## begin Given information

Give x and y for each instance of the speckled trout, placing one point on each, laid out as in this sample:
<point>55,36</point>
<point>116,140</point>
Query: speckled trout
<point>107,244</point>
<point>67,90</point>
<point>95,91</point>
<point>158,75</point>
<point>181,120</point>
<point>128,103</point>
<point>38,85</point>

## end Given information

→ Given instruction:
Reproduce every line of the entries above, requests included, and multiply each point coordinate in the answers by 1.4, rounding to whole numbers with halves going up. Keep the numbers in the requests and their format samples as they are.

→ Correct answer:
Give x and y for each instance of the speckled trout, placing one point on each, laid out as in this sample:
<point>55,36</point>
<point>116,140</point>
Query: speckled trout
<point>150,342</point>
<point>94,126</point>
<point>133,127</point>
<point>221,105</point>
<point>253,168</point>
<point>179,144</point>
<point>53,119</point>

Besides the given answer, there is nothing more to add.